Challenge =
Can you gather every line of the data below that contains the word "jacket", counting a line only when its letter case matches?
>>>
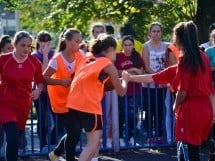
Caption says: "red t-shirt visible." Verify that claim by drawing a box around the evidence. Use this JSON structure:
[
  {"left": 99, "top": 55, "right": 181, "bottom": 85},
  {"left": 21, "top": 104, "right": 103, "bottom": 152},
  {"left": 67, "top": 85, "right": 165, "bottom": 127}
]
[
  {"left": 153, "top": 53, "right": 214, "bottom": 145},
  {"left": 115, "top": 52, "right": 144, "bottom": 96}
]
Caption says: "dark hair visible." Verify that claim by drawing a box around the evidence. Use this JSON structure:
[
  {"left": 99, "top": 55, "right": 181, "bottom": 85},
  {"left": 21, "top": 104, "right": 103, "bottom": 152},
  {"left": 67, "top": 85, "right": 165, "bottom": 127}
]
[
  {"left": 105, "top": 25, "right": 114, "bottom": 35},
  {"left": 13, "top": 31, "right": 33, "bottom": 44},
  {"left": 120, "top": 23, "right": 136, "bottom": 38},
  {"left": 0, "top": 35, "right": 12, "bottom": 53},
  {"left": 58, "top": 28, "right": 81, "bottom": 51},
  {"left": 210, "top": 30, "right": 215, "bottom": 46},
  {"left": 174, "top": 21, "right": 205, "bottom": 75},
  {"left": 36, "top": 30, "right": 52, "bottom": 50},
  {"left": 91, "top": 23, "right": 105, "bottom": 33},
  {"left": 149, "top": 22, "right": 163, "bottom": 32},
  {"left": 122, "top": 35, "right": 141, "bottom": 68},
  {"left": 209, "top": 22, "right": 215, "bottom": 34},
  {"left": 90, "top": 33, "right": 116, "bottom": 56}
]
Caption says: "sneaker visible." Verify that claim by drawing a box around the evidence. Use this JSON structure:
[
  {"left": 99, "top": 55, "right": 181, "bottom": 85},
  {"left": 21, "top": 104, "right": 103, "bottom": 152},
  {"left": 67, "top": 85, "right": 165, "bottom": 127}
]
[
  {"left": 106, "top": 138, "right": 112, "bottom": 148},
  {"left": 128, "top": 137, "right": 140, "bottom": 146},
  {"left": 119, "top": 138, "right": 125, "bottom": 147},
  {"left": 49, "top": 151, "right": 66, "bottom": 161}
]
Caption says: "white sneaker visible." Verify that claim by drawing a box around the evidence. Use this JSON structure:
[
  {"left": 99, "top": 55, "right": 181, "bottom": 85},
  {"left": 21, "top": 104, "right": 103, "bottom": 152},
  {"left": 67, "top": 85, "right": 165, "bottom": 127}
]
[
  {"left": 91, "top": 157, "right": 98, "bottom": 161},
  {"left": 49, "top": 151, "right": 66, "bottom": 161},
  {"left": 128, "top": 137, "right": 140, "bottom": 146},
  {"left": 106, "top": 138, "right": 112, "bottom": 148},
  {"left": 119, "top": 138, "right": 125, "bottom": 147}
]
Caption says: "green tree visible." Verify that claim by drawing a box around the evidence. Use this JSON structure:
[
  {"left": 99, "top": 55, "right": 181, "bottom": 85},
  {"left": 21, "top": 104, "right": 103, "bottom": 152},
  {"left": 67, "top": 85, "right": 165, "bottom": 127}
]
[{"left": 0, "top": 0, "right": 215, "bottom": 42}]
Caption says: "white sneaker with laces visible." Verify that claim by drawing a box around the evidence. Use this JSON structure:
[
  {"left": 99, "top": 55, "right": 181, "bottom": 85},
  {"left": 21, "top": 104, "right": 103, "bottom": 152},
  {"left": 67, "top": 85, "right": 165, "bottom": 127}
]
[
  {"left": 49, "top": 151, "right": 66, "bottom": 161},
  {"left": 119, "top": 138, "right": 125, "bottom": 147}
]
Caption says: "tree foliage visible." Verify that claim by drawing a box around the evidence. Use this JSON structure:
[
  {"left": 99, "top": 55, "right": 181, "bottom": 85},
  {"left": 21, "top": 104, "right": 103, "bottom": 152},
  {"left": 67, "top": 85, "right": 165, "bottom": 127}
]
[{"left": 0, "top": 0, "right": 213, "bottom": 42}]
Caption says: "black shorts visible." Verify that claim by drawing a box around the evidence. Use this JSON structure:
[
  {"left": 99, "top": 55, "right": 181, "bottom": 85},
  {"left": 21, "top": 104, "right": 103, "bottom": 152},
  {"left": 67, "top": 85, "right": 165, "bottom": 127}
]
[{"left": 69, "top": 109, "right": 103, "bottom": 132}]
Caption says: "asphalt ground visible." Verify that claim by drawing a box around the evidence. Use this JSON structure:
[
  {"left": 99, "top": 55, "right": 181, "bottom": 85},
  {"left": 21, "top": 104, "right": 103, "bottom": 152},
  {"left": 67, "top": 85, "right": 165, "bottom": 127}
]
[{"left": 6, "top": 147, "right": 208, "bottom": 161}]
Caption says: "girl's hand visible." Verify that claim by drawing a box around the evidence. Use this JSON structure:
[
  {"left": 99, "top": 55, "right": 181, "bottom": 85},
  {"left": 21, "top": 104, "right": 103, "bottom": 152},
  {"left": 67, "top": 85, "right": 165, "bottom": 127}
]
[
  {"left": 61, "top": 79, "right": 72, "bottom": 87},
  {"left": 31, "top": 88, "right": 41, "bottom": 100},
  {"left": 122, "top": 70, "right": 131, "bottom": 82},
  {"left": 173, "top": 103, "right": 179, "bottom": 113},
  {"left": 41, "top": 42, "right": 51, "bottom": 56}
]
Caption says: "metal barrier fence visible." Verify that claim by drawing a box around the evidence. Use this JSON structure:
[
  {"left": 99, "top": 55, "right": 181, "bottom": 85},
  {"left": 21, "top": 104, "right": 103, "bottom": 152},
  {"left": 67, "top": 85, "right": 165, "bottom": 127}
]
[{"left": 0, "top": 86, "right": 175, "bottom": 157}]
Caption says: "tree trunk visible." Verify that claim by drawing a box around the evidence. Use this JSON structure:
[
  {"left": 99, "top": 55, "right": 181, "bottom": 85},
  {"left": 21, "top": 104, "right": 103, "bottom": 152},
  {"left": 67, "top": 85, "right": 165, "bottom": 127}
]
[{"left": 194, "top": 0, "right": 215, "bottom": 44}]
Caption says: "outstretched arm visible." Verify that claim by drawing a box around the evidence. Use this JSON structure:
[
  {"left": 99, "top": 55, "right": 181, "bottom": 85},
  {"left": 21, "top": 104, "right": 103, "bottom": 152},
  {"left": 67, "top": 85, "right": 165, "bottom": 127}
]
[{"left": 130, "top": 74, "right": 154, "bottom": 83}]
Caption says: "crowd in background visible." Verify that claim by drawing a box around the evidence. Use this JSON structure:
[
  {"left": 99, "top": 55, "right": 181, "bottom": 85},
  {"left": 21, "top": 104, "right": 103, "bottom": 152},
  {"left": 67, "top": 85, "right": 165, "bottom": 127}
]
[{"left": 0, "top": 22, "right": 215, "bottom": 161}]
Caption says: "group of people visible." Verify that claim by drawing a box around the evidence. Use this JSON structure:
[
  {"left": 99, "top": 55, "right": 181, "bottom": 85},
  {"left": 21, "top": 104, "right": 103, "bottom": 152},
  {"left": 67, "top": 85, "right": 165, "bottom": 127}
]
[{"left": 0, "top": 21, "right": 214, "bottom": 161}]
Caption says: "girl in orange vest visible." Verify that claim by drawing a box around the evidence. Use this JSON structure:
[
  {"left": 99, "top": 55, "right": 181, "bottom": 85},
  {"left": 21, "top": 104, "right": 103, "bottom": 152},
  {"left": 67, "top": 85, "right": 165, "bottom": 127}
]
[
  {"left": 67, "top": 34, "right": 128, "bottom": 161},
  {"left": 44, "top": 29, "right": 83, "bottom": 161}
]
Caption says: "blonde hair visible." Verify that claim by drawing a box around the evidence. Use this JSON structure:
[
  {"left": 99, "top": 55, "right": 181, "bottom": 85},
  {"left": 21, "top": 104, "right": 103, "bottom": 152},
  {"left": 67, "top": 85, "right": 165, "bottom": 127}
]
[{"left": 210, "top": 30, "right": 215, "bottom": 46}]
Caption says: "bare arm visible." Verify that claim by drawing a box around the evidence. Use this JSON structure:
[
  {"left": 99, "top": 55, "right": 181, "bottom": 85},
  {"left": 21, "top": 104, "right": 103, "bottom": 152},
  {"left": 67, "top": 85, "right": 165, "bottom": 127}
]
[
  {"left": 169, "top": 52, "right": 177, "bottom": 66},
  {"left": 118, "top": 67, "right": 143, "bottom": 76},
  {"left": 173, "top": 90, "right": 187, "bottom": 112},
  {"left": 43, "top": 67, "right": 72, "bottom": 87},
  {"left": 31, "top": 83, "right": 43, "bottom": 100},
  {"left": 130, "top": 74, "right": 154, "bottom": 83},
  {"left": 142, "top": 45, "right": 155, "bottom": 74},
  {"left": 40, "top": 42, "right": 51, "bottom": 71},
  {"left": 104, "top": 64, "right": 127, "bottom": 96}
]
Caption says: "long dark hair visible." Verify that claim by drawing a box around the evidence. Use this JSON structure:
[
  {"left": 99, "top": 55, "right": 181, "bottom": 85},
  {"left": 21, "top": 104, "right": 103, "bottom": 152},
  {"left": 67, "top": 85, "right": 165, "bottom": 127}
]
[
  {"left": 57, "top": 28, "right": 81, "bottom": 52},
  {"left": 174, "top": 21, "right": 205, "bottom": 75},
  {"left": 122, "top": 35, "right": 141, "bottom": 68}
]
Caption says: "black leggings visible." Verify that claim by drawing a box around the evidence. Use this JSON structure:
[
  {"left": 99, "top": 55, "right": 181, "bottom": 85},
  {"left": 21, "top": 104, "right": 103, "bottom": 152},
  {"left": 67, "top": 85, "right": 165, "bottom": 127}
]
[
  {"left": 177, "top": 142, "right": 200, "bottom": 161},
  {"left": 2, "top": 121, "right": 22, "bottom": 161},
  {"left": 54, "top": 112, "right": 81, "bottom": 161}
]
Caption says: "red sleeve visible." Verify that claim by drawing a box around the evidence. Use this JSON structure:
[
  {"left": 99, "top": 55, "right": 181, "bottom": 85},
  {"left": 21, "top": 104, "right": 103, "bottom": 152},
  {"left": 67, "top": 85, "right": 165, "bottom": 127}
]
[
  {"left": 34, "top": 58, "right": 44, "bottom": 84},
  {"left": 114, "top": 53, "right": 121, "bottom": 70},
  {"left": 138, "top": 54, "right": 145, "bottom": 69},
  {"left": 0, "top": 55, "right": 3, "bottom": 75},
  {"left": 152, "top": 65, "right": 177, "bottom": 84},
  {"left": 205, "top": 53, "right": 215, "bottom": 94},
  {"left": 176, "top": 67, "right": 191, "bottom": 91}
]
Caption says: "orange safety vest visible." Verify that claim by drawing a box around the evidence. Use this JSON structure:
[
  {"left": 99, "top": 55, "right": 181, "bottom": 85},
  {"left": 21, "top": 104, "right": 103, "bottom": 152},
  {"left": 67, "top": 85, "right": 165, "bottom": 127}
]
[
  {"left": 67, "top": 55, "right": 112, "bottom": 115},
  {"left": 48, "top": 52, "right": 83, "bottom": 113}
]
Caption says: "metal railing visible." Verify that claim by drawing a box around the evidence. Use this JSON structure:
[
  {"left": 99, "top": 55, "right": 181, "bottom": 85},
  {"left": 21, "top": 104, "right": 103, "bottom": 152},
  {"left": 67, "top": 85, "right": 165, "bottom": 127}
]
[{"left": 1, "top": 87, "right": 175, "bottom": 157}]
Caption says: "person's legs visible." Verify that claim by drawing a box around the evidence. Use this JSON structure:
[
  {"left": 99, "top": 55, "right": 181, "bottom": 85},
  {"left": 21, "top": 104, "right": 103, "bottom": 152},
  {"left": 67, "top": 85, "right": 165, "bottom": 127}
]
[
  {"left": 34, "top": 92, "right": 47, "bottom": 149},
  {"left": 79, "top": 130, "right": 102, "bottom": 161},
  {"left": 3, "top": 122, "right": 19, "bottom": 161},
  {"left": 188, "top": 144, "right": 200, "bottom": 161},
  {"left": 104, "top": 91, "right": 112, "bottom": 148},
  {"left": 177, "top": 142, "right": 200, "bottom": 161},
  {"left": 177, "top": 141, "right": 185, "bottom": 161},
  {"left": 0, "top": 125, "right": 4, "bottom": 151},
  {"left": 54, "top": 134, "right": 67, "bottom": 156},
  {"left": 118, "top": 96, "right": 125, "bottom": 138},
  {"left": 49, "top": 110, "right": 81, "bottom": 161},
  {"left": 65, "top": 110, "right": 81, "bottom": 161}
]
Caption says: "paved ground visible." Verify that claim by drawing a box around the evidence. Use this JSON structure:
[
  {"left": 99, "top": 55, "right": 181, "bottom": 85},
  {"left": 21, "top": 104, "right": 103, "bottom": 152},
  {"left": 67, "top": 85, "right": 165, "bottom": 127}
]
[{"left": 7, "top": 148, "right": 208, "bottom": 161}]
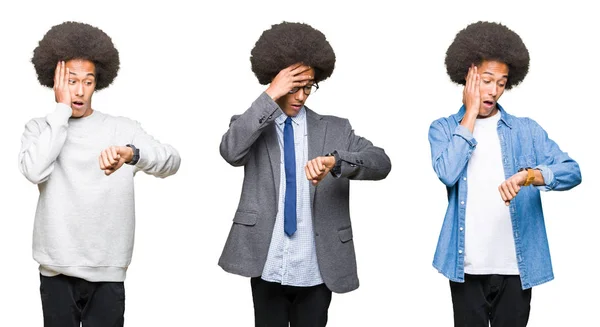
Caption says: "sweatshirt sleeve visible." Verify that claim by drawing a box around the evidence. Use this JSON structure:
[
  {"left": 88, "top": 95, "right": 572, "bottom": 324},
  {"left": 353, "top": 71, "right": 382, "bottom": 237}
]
[
  {"left": 19, "top": 103, "right": 72, "bottom": 184},
  {"left": 132, "top": 122, "right": 181, "bottom": 178}
]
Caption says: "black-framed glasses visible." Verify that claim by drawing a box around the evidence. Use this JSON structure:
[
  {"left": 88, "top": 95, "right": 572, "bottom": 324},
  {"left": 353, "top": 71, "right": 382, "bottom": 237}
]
[{"left": 288, "top": 83, "right": 319, "bottom": 95}]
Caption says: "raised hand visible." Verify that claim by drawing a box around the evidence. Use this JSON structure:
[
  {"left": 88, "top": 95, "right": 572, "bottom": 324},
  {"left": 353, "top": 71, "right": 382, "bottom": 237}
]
[
  {"left": 54, "top": 61, "right": 71, "bottom": 108},
  {"left": 265, "top": 64, "right": 314, "bottom": 101},
  {"left": 463, "top": 65, "right": 481, "bottom": 117},
  {"left": 98, "top": 146, "right": 133, "bottom": 176}
]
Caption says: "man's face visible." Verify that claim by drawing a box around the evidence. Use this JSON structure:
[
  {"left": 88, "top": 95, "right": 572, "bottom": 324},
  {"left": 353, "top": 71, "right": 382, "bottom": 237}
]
[
  {"left": 276, "top": 68, "right": 315, "bottom": 117},
  {"left": 477, "top": 61, "right": 508, "bottom": 118},
  {"left": 65, "top": 59, "right": 96, "bottom": 118}
]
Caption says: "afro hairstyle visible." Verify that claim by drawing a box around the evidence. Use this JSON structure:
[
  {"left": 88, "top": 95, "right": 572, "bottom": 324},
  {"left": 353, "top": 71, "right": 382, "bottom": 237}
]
[
  {"left": 250, "top": 22, "right": 335, "bottom": 85},
  {"left": 446, "top": 21, "right": 529, "bottom": 90},
  {"left": 31, "top": 22, "right": 120, "bottom": 90}
]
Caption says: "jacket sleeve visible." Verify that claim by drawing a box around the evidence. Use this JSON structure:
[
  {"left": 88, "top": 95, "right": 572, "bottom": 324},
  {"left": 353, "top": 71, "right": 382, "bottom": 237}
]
[
  {"left": 19, "top": 103, "right": 72, "bottom": 184},
  {"left": 429, "top": 119, "right": 477, "bottom": 187},
  {"left": 219, "top": 92, "right": 283, "bottom": 166},
  {"left": 332, "top": 120, "right": 392, "bottom": 180},
  {"left": 529, "top": 119, "right": 581, "bottom": 191}
]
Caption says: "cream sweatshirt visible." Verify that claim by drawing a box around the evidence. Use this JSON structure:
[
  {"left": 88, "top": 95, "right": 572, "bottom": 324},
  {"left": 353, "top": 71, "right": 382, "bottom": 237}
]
[{"left": 19, "top": 103, "right": 181, "bottom": 282}]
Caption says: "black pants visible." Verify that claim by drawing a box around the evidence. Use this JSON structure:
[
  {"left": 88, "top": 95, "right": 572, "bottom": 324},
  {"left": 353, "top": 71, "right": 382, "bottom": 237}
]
[
  {"left": 450, "top": 274, "right": 531, "bottom": 327},
  {"left": 250, "top": 277, "right": 331, "bottom": 327},
  {"left": 40, "top": 275, "right": 125, "bottom": 327}
]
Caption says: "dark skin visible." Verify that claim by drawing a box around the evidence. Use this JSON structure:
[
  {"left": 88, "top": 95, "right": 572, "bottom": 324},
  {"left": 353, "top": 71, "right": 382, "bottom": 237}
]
[
  {"left": 460, "top": 60, "right": 545, "bottom": 205},
  {"left": 265, "top": 63, "right": 335, "bottom": 185},
  {"left": 54, "top": 59, "right": 133, "bottom": 176}
]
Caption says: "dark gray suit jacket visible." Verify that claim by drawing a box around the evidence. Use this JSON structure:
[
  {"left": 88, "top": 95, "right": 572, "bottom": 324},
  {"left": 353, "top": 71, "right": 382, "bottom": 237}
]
[{"left": 219, "top": 93, "right": 391, "bottom": 293}]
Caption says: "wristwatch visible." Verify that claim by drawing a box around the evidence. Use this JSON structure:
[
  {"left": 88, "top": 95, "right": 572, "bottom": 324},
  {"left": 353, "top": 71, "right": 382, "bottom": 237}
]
[
  {"left": 519, "top": 167, "right": 535, "bottom": 186},
  {"left": 325, "top": 151, "right": 342, "bottom": 176},
  {"left": 126, "top": 144, "right": 140, "bottom": 165}
]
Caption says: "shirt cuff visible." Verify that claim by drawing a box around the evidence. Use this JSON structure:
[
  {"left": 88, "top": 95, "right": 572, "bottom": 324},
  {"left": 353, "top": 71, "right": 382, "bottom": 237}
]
[{"left": 534, "top": 165, "right": 558, "bottom": 191}]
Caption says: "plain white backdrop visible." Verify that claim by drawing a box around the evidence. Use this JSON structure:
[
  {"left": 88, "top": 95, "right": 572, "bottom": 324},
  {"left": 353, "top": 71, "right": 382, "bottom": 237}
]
[{"left": 0, "top": 0, "right": 600, "bottom": 327}]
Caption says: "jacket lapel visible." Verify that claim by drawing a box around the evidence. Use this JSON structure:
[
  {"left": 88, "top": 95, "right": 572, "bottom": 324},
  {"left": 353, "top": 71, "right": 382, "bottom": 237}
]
<<<
Complete output =
Caption says: "jacket sleeve visible." Verify that claim by drawing a box around the evidence. Use this JSON structure:
Caption says: "dark gray suit jacket visible." Verify that claim by drawing a box around the evidence. Use this JSON structure:
Caption says: "jacket lapel visible." Verify that claim by drawing a box around the evidence. Use this JSON structure:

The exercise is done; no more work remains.